### Extrait fourni
#####

GUNSMITH CATS t.1-8 (Kenichi Sonoda)

Je me posais la question cette après-midi, en fait.
Ma première réflexion a été de me dire que les comics sont passés du kiosque à la librairie sur un laps de temps beaucoup plus long que les mangas, qui sont arrivés assez vite en librairie, et ont donc été confrontés à la fois à une exigence méthodologique (en interne) et au regard du public (en externe). Le fanzinat comics s’est imposé au tout début des années 1980, et somme toute précède de peu le fanzinat manga (que je date de Mangazone, donc vers 1988 ou 1989 je crois, mais je me trompe peut-être).
Je pense que la presse spécialisée (amateur ou non… mais la presse amateur a l’avantage d’être spécialisée, et donc pointue) a exprimée assez vite un avis sur les traductions (notamment par le prisme de la censure, qui occupait bien les pages de Scarce au début des années 1980, par exemple), attirant donc l’attention du public sur cette dimension, mais aussi des éditeurs.
Donc, pour faire court, je pense que l’édition manga a vécu en accéléré ce que l’édition comics a vécu sur un temps plus long (parce que c’était longtemps cantonné aux kiosques et que, au pays de l’album roi, tout le monde s’en fout).

#####

### Détail de tâche
Extrayez intégralement, sans la moindre modification, l'extrait ci-dessus sur l'édition des mangas et des comics.

#####

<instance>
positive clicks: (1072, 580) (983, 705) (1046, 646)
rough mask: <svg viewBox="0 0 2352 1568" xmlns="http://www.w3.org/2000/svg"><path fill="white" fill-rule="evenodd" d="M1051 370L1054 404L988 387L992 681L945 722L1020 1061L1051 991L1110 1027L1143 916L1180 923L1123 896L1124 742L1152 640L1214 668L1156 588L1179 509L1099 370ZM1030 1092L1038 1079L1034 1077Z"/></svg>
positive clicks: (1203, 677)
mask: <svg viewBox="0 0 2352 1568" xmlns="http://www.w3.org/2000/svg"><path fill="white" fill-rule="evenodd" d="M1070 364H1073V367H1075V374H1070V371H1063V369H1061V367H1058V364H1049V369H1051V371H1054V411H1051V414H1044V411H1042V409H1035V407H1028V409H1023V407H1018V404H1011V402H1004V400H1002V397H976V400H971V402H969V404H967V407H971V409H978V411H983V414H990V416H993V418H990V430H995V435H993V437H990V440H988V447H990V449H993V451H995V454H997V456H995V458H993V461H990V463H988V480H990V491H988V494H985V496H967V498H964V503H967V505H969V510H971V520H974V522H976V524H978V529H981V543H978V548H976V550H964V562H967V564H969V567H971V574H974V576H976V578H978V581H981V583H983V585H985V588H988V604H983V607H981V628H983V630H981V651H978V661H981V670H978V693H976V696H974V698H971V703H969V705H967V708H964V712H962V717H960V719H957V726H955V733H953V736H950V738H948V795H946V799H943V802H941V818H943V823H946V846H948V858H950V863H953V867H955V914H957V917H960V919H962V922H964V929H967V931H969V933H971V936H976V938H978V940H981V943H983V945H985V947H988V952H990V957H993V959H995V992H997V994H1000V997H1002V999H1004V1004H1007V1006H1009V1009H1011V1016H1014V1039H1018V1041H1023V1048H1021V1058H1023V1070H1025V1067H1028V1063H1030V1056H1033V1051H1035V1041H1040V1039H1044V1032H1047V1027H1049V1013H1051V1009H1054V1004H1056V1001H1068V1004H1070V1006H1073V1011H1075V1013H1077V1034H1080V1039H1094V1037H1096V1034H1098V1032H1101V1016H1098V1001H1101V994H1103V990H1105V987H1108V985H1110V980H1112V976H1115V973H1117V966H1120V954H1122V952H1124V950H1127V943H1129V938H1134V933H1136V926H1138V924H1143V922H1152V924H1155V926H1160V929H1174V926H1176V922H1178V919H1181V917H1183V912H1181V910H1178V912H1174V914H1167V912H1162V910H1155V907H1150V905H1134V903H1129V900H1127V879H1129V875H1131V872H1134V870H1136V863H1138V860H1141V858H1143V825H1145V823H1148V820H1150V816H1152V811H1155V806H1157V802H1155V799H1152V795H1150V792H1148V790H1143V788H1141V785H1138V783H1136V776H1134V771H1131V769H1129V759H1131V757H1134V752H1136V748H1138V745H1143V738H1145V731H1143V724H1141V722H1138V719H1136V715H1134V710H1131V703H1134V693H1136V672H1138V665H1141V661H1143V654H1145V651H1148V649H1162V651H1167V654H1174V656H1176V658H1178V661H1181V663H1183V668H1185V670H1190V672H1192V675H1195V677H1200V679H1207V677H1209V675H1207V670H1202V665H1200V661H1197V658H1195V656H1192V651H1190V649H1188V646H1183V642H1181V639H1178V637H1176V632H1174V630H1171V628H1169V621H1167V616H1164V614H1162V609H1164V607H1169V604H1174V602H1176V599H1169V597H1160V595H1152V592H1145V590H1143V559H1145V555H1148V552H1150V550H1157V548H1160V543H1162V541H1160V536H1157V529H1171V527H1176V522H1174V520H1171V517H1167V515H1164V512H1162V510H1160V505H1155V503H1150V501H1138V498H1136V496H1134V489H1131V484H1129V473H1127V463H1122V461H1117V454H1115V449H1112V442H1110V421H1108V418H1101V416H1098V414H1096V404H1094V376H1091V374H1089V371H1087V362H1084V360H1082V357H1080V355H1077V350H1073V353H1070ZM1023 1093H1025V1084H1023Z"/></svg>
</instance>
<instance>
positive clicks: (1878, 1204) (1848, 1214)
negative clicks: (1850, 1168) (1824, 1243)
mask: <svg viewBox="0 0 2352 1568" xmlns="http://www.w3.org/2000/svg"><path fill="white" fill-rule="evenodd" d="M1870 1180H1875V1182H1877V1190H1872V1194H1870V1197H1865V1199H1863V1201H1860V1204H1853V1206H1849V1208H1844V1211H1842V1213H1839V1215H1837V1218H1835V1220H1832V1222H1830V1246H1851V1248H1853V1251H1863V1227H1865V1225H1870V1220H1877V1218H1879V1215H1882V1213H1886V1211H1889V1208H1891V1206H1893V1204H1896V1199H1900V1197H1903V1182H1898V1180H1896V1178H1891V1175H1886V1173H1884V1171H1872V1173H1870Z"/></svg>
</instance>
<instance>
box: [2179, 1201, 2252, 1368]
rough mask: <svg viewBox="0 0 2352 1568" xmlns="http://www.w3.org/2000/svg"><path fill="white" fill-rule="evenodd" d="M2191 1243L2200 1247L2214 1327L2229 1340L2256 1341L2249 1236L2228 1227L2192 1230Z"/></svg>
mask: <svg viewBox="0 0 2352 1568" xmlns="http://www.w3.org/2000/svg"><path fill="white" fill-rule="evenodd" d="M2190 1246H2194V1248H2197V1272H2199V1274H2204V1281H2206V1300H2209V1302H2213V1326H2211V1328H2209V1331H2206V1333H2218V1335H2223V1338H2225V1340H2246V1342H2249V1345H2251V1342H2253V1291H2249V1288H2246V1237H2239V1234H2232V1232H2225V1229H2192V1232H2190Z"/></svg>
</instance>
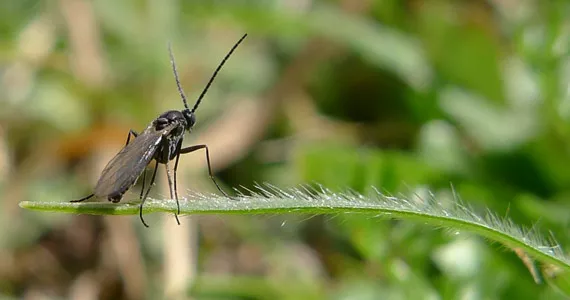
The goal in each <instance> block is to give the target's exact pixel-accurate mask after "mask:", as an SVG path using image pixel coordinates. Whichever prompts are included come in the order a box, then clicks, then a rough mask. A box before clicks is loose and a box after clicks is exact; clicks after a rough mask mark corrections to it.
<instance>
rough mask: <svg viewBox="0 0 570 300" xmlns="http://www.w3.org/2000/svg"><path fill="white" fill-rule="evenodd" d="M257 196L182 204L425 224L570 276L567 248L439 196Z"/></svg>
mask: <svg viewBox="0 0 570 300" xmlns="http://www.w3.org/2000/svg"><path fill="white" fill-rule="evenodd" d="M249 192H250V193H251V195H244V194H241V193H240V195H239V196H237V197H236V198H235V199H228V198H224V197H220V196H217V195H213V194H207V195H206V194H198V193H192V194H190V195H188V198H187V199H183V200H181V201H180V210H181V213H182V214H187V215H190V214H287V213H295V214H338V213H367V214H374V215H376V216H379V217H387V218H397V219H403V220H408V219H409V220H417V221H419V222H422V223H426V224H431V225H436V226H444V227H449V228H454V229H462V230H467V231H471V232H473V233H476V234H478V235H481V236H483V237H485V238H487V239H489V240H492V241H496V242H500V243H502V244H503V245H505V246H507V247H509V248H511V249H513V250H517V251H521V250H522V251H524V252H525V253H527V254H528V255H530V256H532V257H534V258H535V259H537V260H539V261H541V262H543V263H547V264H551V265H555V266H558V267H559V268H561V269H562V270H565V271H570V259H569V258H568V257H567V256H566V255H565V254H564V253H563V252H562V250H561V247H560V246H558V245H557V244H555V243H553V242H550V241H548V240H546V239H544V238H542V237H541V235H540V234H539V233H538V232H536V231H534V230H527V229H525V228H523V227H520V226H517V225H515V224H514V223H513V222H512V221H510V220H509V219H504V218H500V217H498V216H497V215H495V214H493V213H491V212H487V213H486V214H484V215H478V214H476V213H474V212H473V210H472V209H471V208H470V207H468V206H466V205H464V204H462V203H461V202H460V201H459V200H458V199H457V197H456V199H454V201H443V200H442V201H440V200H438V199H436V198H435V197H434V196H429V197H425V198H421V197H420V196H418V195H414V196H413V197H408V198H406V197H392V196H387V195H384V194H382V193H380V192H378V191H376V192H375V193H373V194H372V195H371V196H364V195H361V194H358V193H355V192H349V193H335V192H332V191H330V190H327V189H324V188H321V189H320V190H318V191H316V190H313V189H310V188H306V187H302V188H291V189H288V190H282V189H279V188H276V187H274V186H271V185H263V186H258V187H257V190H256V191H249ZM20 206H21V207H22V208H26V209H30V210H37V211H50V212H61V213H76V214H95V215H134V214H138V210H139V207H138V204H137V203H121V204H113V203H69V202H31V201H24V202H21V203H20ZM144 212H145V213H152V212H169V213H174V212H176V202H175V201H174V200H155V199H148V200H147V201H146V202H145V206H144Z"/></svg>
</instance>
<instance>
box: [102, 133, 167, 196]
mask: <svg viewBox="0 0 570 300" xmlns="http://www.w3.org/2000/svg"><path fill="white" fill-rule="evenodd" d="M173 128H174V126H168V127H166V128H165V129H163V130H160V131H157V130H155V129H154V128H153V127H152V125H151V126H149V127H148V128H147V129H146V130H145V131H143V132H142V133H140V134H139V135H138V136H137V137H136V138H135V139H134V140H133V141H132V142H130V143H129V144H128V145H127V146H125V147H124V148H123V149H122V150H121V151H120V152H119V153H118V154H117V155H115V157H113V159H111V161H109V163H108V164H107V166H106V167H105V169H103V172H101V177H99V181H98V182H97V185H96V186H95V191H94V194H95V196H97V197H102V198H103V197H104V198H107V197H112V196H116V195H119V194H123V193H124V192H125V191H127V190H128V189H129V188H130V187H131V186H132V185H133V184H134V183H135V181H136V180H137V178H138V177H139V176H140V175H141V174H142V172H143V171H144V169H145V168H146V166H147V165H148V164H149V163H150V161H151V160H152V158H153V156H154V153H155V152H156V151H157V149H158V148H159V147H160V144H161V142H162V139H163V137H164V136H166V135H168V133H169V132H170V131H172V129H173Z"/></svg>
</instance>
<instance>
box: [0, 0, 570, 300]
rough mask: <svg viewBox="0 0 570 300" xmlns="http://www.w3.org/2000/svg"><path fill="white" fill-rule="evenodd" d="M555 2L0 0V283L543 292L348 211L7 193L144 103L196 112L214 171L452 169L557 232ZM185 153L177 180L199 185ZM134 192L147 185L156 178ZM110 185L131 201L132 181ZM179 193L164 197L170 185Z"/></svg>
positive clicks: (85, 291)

#####

### Résultat obtenu
GUNSMITH CATS t.1-8 (Kenichi Sonoda)

Je me posais la question cette après-midi, en fait.
Ma première réflexion a été de me dire que les comics sont passés du kiosque à la librairie sur un laps de temps beaucoup plus long que les mangas, qui sont arrivés assez vite en librairie, et ont donc été confrontés à la fois à une exigence méthodologique (en interne) et au regard du public (en externe). Le fanzinat comics s’est imposé au tout début des années 1980, et somme toute précède de peu le fanzinat manga (que je date de Mangazone, donc vers 1988 ou 1989 je crois, mais je me trompe peut-être).
Je pense que la presse spécialisée (amateur ou non… mais la presse amateur a l’avantage d’être spécialisée, et donc pointue) a exprimée assez vite un avis sur les traductions (notamment par le prisme de la censure, qui occupait bien les pages de Scarce au début des années 1980, par exemple), attirant donc l’attention du public sur cette dimension, mais aussi des éditeurs.
Donc, pour faire court, je pense que l’édition manga a vécu en accéléré ce que l’édition comics a vécu sur un temps plus long (parce que c’était longtemps cantonné aux kiosques et que, au pays de l’album roi, tout le monde s’en fout).